## Dataset content
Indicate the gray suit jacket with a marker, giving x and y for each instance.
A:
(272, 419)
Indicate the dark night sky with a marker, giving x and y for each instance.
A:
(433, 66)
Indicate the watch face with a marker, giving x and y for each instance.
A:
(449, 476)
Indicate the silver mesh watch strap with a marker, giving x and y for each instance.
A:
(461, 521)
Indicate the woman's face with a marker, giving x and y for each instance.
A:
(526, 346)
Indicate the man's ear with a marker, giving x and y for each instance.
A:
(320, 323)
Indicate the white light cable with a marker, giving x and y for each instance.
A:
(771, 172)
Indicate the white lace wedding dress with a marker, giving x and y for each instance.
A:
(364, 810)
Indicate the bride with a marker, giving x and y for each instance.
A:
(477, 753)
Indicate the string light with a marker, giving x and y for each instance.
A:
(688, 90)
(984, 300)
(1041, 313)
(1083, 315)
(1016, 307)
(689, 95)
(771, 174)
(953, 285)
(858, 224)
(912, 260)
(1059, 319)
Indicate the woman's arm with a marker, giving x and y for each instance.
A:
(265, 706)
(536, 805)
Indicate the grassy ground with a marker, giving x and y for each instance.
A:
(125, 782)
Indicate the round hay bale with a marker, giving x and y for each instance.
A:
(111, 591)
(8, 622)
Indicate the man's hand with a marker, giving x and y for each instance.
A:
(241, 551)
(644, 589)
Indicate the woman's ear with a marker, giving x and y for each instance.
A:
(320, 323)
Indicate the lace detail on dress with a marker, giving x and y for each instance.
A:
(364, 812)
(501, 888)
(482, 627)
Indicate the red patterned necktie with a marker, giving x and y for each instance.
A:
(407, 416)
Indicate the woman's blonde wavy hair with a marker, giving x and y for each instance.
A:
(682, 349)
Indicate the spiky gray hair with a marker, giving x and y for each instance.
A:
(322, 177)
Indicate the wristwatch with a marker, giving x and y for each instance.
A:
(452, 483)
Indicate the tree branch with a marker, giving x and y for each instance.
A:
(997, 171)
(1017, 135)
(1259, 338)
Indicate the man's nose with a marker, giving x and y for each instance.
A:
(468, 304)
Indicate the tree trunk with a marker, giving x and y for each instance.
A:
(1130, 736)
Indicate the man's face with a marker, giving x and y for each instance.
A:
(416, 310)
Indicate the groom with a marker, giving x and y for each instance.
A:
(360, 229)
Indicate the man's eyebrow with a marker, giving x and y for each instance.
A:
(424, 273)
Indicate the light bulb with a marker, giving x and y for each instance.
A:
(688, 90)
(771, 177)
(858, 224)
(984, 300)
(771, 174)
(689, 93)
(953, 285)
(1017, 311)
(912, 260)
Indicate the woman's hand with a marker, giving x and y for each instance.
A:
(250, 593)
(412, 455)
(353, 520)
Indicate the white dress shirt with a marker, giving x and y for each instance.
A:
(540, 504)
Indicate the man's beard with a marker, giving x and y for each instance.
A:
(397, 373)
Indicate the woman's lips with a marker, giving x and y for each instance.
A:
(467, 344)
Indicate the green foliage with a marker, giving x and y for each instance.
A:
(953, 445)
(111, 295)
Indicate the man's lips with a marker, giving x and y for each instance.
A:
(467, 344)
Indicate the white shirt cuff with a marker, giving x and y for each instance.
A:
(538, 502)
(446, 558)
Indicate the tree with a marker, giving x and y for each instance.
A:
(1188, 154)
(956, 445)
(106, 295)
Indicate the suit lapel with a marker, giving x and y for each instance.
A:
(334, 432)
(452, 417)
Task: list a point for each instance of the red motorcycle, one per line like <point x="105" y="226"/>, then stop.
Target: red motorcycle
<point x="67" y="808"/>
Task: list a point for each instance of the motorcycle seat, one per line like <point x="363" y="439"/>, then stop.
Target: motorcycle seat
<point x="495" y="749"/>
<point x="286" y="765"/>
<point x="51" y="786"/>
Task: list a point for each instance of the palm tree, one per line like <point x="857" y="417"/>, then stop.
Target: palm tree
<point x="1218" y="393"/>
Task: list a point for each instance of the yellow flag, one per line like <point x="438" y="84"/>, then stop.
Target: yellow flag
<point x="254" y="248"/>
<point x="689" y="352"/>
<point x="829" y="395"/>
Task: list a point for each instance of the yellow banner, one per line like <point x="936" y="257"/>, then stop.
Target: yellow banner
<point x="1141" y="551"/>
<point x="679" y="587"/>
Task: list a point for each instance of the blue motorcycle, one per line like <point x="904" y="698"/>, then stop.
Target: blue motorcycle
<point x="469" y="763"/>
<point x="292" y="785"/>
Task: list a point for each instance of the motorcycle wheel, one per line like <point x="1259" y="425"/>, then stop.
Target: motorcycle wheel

## Task requirements
Your task is to print the whole listing again exactly.

## Solution for this problem
Indicate the gray suit jacket with a marker, giving x and y for each instance.
A:
(272, 419)
Indicate the dark night sky with a marker, giving x and y for each instance.
A:
(433, 66)
Indicate the watch face with a marker, giving x and y for each instance.
A:
(449, 476)
Indicate the silver mesh watch strap with a marker, giving x and y for each instance.
A:
(461, 521)
Indicate the woman's face with a marker, giving x and y for each instance.
A:
(526, 346)
Indicate the man's ear with a marker, giving x and y for each instance.
A:
(320, 323)
Indicate the white light cable with a marker, giving x and y for each instance.
A:
(771, 172)
Indicate the white lace wedding dress with a marker, giving x and y for each instance.
A:
(364, 810)
Indicate the bride with a marker, giving x and y for each instance.
A:
(477, 753)
Indicate the string light with a marker, giving x and y for each instance.
A:
(688, 90)
(984, 300)
(1041, 313)
(1083, 315)
(1016, 307)
(689, 95)
(771, 174)
(953, 285)
(858, 224)
(912, 260)
(1059, 319)
Indicate the woman's arm with a marker, giving x and y for each instance.
A:
(265, 706)
(536, 805)
Indicate the grassy ground with a marker, giving x and y for each instance.
A:
(125, 782)
Indicate the round hay bale with a marker, giving x and y for each instance.
A:
(111, 591)
(8, 622)
Indicate the man's hand with a marker, giving x and y for each instance.
A:
(241, 551)
(644, 589)
Indicate the woman's ear with a marker, giving x and y for each instance.
A:
(320, 323)
Indicate the lace detail on dress with a marker, giving x and y for each instance.
A:
(364, 812)
(501, 888)
(482, 627)
Indicate the red patterned necktie with a marker, giving x and y for each instance.
A:
(407, 416)
Indicate the woman's blonde wavy hair with a marker, giving x and y for each instance.
A:
(682, 349)
Indicate the spiky gray hair with a marker, giving x and y for each instance.
A:
(322, 177)
Indicate the wristwatch with a marker, giving x and y for each instance.
A:
(452, 483)
Indicate the tree branch with a marker, giving x and y for each instance.
A:
(997, 171)
(1017, 135)
(1259, 338)
Indicate the man's nose with a marker, giving x and y for each instance.
A:
(468, 304)
Indicate the tree trunk with a marker, giving x and y for each instance.
A:
(1130, 736)
Indicate the man's face with a marker, giving x and y for each instance.
A:
(416, 310)
Indicate the groom with a marker, giving x and y for each instance.
A:
(360, 229)
Indicate the man's eyebrow with a marker, giving x and y for each instance.
A:
(424, 273)
Indicate the light bulb with a marker, giving x and y for each instance.
A:
(688, 90)
(771, 177)
(858, 224)
(984, 300)
(771, 174)
(689, 93)
(953, 285)
(1017, 311)
(912, 260)
Indicate the woman's hand with a marker, giving x and y for each instance.
A:
(250, 593)
(412, 455)
(353, 520)
Indicate the white dress shirt with a marker, giving x and y for each instance.
A:
(540, 504)
Indicate the man's beard with a marker, giving x and y for each instance.
A:
(397, 373)
Indicate the woman's lips with a marker, giving x and y for each instance.
A:
(467, 344)
Indicate the green foliage with a marker, giving x and y for each instance.
A:
(953, 445)
(111, 295)
Indicate the man's lips with a marker, giving x and y for each instance.
A:
(467, 344)
Indicate the white shirt cuff with a marker, giving x and y for each instance.
A:
(538, 502)
(446, 558)
Indicate the tree with a marker, giving x and y for each instance.
A:
(1188, 154)
(956, 445)
(106, 295)
Indicate the suit lapel with a marker, giving x and y for each instance.
A:
(334, 432)
(452, 417)
Task: list a point for each instance of the red motorcycle, one per line like <point x="105" y="226"/>, then stop.
Target: red motorcycle
<point x="67" y="808"/>
Task: list a point for each instance of the motorcycle seat, one per line like <point x="363" y="439"/>, then stop.
Target: motorcycle seat
<point x="495" y="749"/>
<point x="286" y="765"/>
<point x="51" y="786"/>
Task: list a point for each instance of the palm tree, one per line like <point x="857" y="417"/>, then stop.
Target: palm tree
<point x="1218" y="393"/>
Task: list a point for each instance of the yellow flag, one per line like <point x="438" y="84"/>, then stop.
Target: yellow flag
<point x="254" y="248"/>
<point x="689" y="352"/>
<point x="829" y="395"/>
Task: list a point for each instance of the yellow banner, one per line like <point x="936" y="257"/>, then stop.
Target: yellow banner
<point x="1141" y="551"/>
<point x="679" y="587"/>
Task: list a point for each instance of the blue motorcycle, one per line like <point x="904" y="698"/>, then stop.
Target: blue motorcycle
<point x="469" y="763"/>
<point x="292" y="785"/>
Task: list a point for each instance of the motorcycle wheel, one per line like <point x="1259" y="425"/>, then stop.
Target: motorcycle wheel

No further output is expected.